Items from a data source

▶

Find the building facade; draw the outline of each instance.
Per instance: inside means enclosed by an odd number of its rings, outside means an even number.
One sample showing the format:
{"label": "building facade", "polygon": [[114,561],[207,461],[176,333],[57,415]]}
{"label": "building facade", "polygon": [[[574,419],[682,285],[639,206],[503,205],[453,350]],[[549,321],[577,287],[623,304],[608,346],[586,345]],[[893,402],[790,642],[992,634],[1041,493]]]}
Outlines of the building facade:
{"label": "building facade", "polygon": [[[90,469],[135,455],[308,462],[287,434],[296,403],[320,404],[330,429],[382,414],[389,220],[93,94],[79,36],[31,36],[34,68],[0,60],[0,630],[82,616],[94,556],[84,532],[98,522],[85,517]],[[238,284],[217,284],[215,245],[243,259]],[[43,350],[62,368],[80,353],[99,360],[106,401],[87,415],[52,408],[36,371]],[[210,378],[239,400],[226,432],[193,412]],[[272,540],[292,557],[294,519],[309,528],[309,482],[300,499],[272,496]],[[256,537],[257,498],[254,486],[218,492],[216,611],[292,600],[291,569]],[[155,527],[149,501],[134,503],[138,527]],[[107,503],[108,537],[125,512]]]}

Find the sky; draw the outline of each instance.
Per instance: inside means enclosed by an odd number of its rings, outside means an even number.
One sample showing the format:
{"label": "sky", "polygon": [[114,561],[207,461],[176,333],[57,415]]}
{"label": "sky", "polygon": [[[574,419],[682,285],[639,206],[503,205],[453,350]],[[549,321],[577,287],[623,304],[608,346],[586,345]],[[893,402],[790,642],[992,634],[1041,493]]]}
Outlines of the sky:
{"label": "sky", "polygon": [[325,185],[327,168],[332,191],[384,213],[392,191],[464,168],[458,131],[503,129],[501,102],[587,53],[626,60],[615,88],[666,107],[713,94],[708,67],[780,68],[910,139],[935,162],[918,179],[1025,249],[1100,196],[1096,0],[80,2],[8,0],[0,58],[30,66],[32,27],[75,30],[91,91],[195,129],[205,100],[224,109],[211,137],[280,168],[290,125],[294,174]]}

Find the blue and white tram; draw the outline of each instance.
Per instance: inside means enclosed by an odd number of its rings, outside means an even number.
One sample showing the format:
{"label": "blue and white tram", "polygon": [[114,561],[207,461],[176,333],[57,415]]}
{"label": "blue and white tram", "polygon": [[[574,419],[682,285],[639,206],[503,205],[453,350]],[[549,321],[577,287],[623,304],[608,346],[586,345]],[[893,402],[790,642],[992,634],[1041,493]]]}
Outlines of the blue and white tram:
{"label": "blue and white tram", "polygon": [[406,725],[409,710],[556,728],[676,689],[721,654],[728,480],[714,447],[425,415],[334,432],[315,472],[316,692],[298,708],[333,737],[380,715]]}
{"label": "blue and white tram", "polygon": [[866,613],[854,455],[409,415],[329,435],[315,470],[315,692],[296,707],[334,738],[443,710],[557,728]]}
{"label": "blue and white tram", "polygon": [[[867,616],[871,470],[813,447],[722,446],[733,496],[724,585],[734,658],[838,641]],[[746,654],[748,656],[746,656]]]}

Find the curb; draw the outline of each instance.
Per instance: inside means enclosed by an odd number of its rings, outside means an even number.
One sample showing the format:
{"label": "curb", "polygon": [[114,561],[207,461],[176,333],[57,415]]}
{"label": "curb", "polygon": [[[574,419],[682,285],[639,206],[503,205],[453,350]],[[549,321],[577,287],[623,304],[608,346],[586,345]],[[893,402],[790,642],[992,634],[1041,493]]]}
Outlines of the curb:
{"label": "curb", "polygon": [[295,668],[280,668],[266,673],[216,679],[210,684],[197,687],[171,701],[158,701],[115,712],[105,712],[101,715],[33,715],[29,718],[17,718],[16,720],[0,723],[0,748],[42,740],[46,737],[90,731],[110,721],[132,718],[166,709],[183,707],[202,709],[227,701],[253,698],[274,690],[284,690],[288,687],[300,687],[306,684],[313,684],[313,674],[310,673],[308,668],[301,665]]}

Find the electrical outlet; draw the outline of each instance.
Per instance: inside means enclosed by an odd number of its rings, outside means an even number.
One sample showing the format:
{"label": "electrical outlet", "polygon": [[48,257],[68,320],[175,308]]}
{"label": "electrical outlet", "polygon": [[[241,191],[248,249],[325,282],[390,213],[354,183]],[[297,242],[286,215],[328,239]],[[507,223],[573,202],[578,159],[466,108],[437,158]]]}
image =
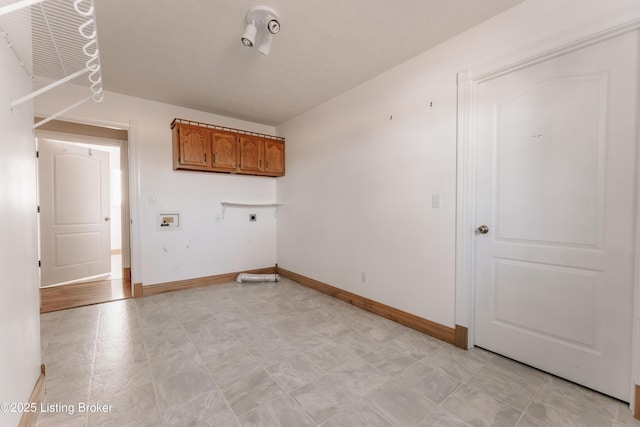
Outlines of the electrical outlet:
{"label": "electrical outlet", "polygon": [[362,283],[367,283],[367,273],[365,273],[364,271],[360,273],[360,281]]}
{"label": "electrical outlet", "polygon": [[222,215],[220,214],[216,215],[216,222],[222,222]]}
{"label": "electrical outlet", "polygon": [[258,221],[258,214],[249,214],[249,222]]}

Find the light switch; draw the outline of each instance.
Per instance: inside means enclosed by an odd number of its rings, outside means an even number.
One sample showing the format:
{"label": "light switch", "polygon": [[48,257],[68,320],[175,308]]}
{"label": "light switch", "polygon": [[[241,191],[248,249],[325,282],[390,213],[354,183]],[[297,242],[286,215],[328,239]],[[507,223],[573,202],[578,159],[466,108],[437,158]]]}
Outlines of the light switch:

◀

WORK INSTRUCTION> Omit the pictures and reproduce the records above exactly.

EXERCISE OUTPUT>
Find the building facade; draw the outline of each instance.
Per instance: inside means enclosed by an odd number of its rings, outside means an even number.
One sample showing the format:
{"label": "building facade", "polygon": [[114,561],[207,461],[176,333],[57,415]]}
{"label": "building facade", "polygon": [[[574,419],[682,285],[639,206],[503,205],[453,350]],[[549,321],[577,287],[623,304],[608,346],[586,345]],[[893,402],[790,642],[992,634],[1041,493]]]}
Outlines of the building facade:
{"label": "building facade", "polygon": [[[90,469],[135,455],[308,462],[287,434],[296,403],[320,404],[330,429],[382,414],[389,220],[93,94],[79,36],[31,36],[34,68],[0,60],[0,630],[82,616],[94,556],[84,532],[98,522],[85,517]],[[238,284],[217,284],[215,245],[243,259]],[[43,350],[62,368],[80,353],[99,360],[106,401],[87,415],[52,408],[36,371]],[[210,378],[239,400],[226,432],[193,412]],[[272,540],[292,557],[294,519],[309,528],[309,482],[300,499],[272,496]],[[256,537],[257,498],[254,486],[218,492],[216,611],[292,600],[291,569]],[[155,527],[149,501],[134,503],[138,527]],[[107,503],[108,537],[125,512]]]}

Find the sky; draw the outline of each instance.
Per instance: inside means enclosed by an odd number of its rings, outside means an even number.
One sample showing the format:
{"label": "sky", "polygon": [[114,561],[207,461],[176,333],[57,415]]}
{"label": "sky", "polygon": [[[574,419],[682,285],[639,206],[503,205],[453,350]],[[549,321],[577,287],[623,304],[608,346],[586,345]],[[893,402],[790,642],[992,634],[1041,493]]]}
Outlines of the sky:
{"label": "sky", "polygon": [[325,185],[327,168],[332,191],[384,213],[392,191],[464,168],[458,131],[503,129],[501,102],[587,53],[626,60],[615,88],[666,107],[713,94],[708,67],[780,68],[910,139],[935,162],[918,179],[1025,249],[1100,196],[1096,0],[80,2],[8,0],[0,58],[30,66],[32,27],[75,30],[91,91],[195,129],[205,100],[224,109],[211,137],[280,168],[290,125],[294,174]]}

Find the blue and white tram; draw the outline of each instance.
Per instance: inside means enclosed by an odd number of its rings, outside means an even number.
One sample showing the format:
{"label": "blue and white tram", "polygon": [[114,561],[207,461],[176,333],[57,415]]}
{"label": "blue and white tram", "polygon": [[[574,419],[682,285],[639,206],[503,205],[453,350]],[[549,321],[577,287],[623,304],[608,346],[586,345]],[[893,402],[790,642],[992,634],[1041,493]]]}
Outlines of the blue and white tram:
{"label": "blue and white tram", "polygon": [[406,725],[409,710],[556,728],[676,689],[721,654],[728,480],[714,447],[425,415],[334,432],[315,472],[316,692],[298,708],[333,737],[380,715]]}
{"label": "blue and white tram", "polygon": [[866,613],[854,455],[409,415],[329,435],[315,470],[315,692],[296,707],[334,738],[443,710],[557,728]]}
{"label": "blue and white tram", "polygon": [[[867,616],[871,470],[813,447],[722,446],[733,496],[724,585],[734,658],[838,641]],[[746,654],[748,656],[746,656]]]}

Find the curb; draw the outline of each instance.
Per instance: inside means enclosed by an odd number of its rings, outside means an even number.
One sample showing the format:
{"label": "curb", "polygon": [[114,561],[207,461],[176,333],[57,415]]}
{"label": "curb", "polygon": [[[574,419],[682,285],[639,206],[503,205],[453,350]],[[549,321],[577,287],[623,304],[608,346],[586,345]],[[893,402],[790,642],[992,634],[1041,493]]]}
Outlines of the curb:
{"label": "curb", "polygon": [[295,668],[280,668],[266,673],[216,679],[210,684],[197,687],[171,701],[158,701],[115,712],[105,712],[101,715],[33,715],[29,718],[17,718],[16,720],[0,723],[0,748],[42,740],[46,737],[90,731],[110,721],[132,718],[166,709],[183,707],[202,709],[227,701],[253,698],[274,690],[284,690],[288,687],[300,687],[306,684],[313,684],[313,674],[310,673],[308,668],[301,665]]}

Find the electrical outlet; draw the outline of each instance.
Per instance: inside means enclosed by an odd number of its rings, outside means an even number.
One sample showing the format:
{"label": "electrical outlet", "polygon": [[48,257],[68,320],[175,308]]}
{"label": "electrical outlet", "polygon": [[[241,191],[248,249],[325,282],[390,213],[354,183]],[[297,242],[286,215],[328,239]],[[507,223],[573,202],[578,159],[466,108],[437,158]]]}
image =
Outlines of the electrical outlet:
{"label": "electrical outlet", "polygon": [[362,283],[367,283],[367,273],[365,273],[364,271],[360,273],[360,281]]}
{"label": "electrical outlet", "polygon": [[222,215],[220,214],[216,215],[216,222],[222,222]]}
{"label": "electrical outlet", "polygon": [[258,221],[258,214],[249,214],[249,222]]}

Find the light switch; draw the outline of each instance.
Per instance: inside means enclosed by an odd number of its rings, outside means an even number.
One sample showing the format:
{"label": "light switch", "polygon": [[48,257],[68,320],[175,308]]}
{"label": "light switch", "polygon": [[[241,191],[248,249],[325,282],[390,213],[354,183]],[[297,242],[286,215],[328,239]],[[507,223],[573,202],[578,159],[466,108],[437,158]]]}
Outlines of the light switch:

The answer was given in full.